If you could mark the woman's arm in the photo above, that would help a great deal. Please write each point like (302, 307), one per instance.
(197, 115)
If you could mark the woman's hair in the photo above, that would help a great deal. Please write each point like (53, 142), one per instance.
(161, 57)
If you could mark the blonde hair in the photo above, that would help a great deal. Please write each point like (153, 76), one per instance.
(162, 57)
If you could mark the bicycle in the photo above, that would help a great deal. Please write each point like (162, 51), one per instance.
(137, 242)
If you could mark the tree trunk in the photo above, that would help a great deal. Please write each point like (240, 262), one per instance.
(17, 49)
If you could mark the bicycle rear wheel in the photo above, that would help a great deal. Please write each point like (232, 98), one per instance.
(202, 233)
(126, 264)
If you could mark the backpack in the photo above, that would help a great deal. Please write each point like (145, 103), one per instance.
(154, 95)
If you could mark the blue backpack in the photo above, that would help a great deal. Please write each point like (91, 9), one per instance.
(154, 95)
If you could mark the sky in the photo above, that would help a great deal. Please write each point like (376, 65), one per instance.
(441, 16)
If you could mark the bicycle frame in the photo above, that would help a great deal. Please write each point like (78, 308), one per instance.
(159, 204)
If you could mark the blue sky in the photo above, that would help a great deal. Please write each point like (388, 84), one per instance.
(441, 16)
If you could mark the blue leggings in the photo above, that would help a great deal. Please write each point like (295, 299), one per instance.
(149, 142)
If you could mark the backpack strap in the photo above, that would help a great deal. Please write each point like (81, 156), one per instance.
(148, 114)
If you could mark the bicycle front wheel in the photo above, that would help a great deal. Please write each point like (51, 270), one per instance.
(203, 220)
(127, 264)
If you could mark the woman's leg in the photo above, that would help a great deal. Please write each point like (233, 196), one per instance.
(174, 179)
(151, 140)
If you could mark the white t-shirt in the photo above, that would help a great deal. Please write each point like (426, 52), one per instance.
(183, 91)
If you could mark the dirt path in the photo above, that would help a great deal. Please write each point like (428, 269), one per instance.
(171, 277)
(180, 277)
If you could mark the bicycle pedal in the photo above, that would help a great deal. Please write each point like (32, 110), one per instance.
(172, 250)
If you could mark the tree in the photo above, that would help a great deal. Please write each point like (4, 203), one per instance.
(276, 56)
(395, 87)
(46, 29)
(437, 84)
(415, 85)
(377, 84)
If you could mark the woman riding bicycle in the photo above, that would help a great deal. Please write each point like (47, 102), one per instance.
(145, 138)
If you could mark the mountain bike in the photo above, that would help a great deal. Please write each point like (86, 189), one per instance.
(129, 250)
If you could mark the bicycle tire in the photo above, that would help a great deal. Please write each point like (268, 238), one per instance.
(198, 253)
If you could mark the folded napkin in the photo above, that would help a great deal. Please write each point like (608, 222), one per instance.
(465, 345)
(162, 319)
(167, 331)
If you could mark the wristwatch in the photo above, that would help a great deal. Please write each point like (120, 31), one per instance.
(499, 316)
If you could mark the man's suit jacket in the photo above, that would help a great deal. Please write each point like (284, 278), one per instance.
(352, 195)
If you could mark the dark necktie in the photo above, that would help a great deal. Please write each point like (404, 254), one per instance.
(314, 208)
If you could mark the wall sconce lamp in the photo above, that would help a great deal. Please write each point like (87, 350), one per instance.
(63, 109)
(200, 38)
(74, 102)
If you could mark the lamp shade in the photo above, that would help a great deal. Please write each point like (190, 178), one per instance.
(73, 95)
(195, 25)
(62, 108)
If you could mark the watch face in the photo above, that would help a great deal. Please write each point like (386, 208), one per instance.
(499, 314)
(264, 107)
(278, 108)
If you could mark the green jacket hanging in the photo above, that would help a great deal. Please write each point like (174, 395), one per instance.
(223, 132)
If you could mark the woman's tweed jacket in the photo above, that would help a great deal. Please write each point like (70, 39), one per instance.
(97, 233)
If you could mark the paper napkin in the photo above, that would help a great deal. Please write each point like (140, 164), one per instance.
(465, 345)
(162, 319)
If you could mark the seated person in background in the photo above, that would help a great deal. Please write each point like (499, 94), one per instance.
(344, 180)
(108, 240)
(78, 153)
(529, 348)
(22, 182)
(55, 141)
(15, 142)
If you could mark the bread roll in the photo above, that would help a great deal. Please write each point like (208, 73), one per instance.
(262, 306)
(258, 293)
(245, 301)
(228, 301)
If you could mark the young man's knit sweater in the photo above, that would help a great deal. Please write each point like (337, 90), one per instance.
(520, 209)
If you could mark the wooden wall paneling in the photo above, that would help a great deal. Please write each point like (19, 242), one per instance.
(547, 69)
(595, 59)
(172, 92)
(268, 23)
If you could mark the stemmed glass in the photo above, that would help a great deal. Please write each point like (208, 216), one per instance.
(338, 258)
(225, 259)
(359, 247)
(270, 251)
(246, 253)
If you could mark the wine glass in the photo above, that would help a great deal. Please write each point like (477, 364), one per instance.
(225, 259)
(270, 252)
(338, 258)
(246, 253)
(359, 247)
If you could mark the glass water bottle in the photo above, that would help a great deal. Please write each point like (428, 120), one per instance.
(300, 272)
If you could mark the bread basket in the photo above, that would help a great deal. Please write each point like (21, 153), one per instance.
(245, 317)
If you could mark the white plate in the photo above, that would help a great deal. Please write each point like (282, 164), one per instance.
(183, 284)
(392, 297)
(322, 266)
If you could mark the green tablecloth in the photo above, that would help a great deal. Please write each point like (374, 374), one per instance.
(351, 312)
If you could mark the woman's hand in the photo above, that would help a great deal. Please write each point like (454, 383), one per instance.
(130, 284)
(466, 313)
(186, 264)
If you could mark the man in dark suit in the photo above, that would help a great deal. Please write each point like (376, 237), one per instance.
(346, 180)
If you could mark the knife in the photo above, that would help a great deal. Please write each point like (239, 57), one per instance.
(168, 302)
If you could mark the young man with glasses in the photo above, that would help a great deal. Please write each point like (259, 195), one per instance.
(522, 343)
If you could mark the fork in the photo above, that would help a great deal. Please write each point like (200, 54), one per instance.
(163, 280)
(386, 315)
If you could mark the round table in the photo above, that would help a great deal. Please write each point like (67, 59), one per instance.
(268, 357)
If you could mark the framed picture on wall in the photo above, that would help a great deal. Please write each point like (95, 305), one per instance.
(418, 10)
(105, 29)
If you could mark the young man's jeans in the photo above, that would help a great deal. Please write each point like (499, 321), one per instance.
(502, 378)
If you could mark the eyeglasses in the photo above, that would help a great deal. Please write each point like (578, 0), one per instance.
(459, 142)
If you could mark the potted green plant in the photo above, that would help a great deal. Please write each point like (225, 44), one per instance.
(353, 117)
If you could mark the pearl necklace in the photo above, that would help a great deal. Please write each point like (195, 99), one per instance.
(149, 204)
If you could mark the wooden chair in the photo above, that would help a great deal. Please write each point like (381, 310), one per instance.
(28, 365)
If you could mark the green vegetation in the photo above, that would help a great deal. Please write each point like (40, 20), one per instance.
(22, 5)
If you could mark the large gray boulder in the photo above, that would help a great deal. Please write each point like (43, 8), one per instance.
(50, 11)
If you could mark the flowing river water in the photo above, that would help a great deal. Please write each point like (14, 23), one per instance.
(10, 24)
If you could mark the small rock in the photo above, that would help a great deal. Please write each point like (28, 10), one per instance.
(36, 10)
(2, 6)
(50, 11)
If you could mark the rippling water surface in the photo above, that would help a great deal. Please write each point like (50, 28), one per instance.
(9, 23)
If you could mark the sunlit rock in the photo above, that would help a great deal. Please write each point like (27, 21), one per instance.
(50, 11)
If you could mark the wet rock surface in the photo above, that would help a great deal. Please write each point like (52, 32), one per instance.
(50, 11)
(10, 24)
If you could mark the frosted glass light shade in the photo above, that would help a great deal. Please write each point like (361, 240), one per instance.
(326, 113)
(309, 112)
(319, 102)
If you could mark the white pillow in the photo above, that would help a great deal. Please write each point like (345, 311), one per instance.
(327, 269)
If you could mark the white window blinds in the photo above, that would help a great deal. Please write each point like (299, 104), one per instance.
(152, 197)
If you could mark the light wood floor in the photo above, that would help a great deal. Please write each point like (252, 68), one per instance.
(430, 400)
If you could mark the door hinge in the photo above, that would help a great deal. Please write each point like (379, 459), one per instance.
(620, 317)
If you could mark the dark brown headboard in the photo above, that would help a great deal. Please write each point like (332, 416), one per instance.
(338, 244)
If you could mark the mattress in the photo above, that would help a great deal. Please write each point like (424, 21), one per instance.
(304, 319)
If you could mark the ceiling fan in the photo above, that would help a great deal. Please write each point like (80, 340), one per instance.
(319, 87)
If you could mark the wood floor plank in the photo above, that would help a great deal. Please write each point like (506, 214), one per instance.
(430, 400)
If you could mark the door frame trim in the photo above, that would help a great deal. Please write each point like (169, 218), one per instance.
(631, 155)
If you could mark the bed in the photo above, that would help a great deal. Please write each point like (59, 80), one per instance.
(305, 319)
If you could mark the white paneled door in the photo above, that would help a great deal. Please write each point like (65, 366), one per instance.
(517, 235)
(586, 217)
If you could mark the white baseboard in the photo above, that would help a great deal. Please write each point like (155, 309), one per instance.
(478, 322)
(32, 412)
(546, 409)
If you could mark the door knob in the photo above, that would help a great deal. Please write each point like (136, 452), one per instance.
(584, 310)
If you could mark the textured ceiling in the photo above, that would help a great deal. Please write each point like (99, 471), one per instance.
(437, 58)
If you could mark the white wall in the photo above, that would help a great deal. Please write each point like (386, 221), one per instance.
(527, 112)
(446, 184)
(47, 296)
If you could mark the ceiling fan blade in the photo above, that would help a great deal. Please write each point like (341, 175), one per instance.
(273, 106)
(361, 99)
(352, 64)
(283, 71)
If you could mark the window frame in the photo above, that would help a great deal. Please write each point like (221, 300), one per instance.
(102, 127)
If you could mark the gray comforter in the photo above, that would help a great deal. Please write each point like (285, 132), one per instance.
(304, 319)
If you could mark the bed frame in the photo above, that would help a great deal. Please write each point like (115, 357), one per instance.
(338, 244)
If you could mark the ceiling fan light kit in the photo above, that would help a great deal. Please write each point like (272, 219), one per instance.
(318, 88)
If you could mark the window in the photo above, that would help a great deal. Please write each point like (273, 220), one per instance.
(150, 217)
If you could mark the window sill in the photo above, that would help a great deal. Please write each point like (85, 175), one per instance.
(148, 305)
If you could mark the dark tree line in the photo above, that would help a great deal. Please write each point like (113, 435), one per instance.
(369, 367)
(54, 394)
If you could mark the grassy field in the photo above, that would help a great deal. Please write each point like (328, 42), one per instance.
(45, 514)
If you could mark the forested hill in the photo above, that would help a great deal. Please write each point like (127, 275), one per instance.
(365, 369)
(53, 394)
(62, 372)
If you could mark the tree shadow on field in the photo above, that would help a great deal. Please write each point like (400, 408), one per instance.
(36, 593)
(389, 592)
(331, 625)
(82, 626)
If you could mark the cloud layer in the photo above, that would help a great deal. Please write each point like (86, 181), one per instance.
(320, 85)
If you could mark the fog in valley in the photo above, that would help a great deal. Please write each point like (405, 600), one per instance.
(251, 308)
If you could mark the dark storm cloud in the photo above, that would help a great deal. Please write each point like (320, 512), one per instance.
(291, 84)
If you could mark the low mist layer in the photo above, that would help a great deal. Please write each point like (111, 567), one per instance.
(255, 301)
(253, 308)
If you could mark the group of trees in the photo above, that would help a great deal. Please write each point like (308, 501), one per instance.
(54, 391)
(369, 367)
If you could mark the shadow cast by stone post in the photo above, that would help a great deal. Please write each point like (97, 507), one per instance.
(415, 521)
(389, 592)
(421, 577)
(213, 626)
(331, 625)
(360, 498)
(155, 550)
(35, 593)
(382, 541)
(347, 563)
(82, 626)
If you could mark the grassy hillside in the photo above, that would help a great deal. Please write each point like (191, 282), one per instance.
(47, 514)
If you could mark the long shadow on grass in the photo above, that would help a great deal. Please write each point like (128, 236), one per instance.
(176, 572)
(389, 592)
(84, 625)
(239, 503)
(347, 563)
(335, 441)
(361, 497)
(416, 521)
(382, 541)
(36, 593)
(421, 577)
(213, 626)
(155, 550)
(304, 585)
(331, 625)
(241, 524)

····················

> STATED PROBLEM: Copy exactly the lines of the listing above, beginning at the line with "If you could mark the dark tree" and ending at its final line; write out nothing else.

> RESULT:
If you could mark the dark tree line in the photo above, that would help a great deal. Please write each point like (113, 435), one per instance.
(369, 367)
(54, 394)
If you could mark the grassy field in the photo above, that would help a great deal. Please write each point like (328, 42), one per instance.
(45, 514)
If you could mark the forested hill in the photo above, that would help a great deal. Please write each point like (127, 275), one per instance.
(365, 369)
(53, 394)
(62, 372)
If you could mark the tree shadow on field in the photo above, that would help a great deal. Please write each point like (400, 408), one per instance.
(36, 593)
(389, 592)
(331, 625)
(82, 626)
If you could mark the cloud layer in the photo above, that would help a great deal. Please write each point like (86, 181), one per instance.
(320, 85)
If you could mark the fog in valley in the photo above, that would help a great deal. Please write each point like (405, 600), one per instance.
(251, 308)
If you could mark the dark storm cloud in the photo above, that would help a great deal. Please write each point like (320, 512), one per instance.
(291, 84)
If you could mark the low mist layer in the photo above, that would help a great deal. Please write each point like (111, 567), one per instance.
(255, 301)
(253, 308)
If you could mark the group of trees in the photo above, that would help a great deal. Please write each point like (308, 501), one per instance.
(54, 391)
(369, 367)
If you could mark the shadow cast by stone post in the photo above, that would help a great deal. Please write each point like (97, 507), one per instance.
(415, 521)
(389, 592)
(421, 577)
(213, 626)
(331, 625)
(360, 498)
(155, 550)
(35, 593)
(382, 541)
(347, 563)
(82, 626)
If you could mark the grassy hillside in the photo above, that would help a great deal. Please write each point like (191, 282), one per instance.
(47, 514)
If you could mark the long shadow on grass in the photo above, that would help a great deal. Please write each point like (128, 236), one per instance.
(176, 572)
(389, 592)
(84, 625)
(239, 503)
(347, 563)
(335, 441)
(361, 497)
(416, 521)
(382, 541)
(36, 593)
(421, 577)
(213, 626)
(155, 550)
(304, 585)
(331, 625)
(241, 524)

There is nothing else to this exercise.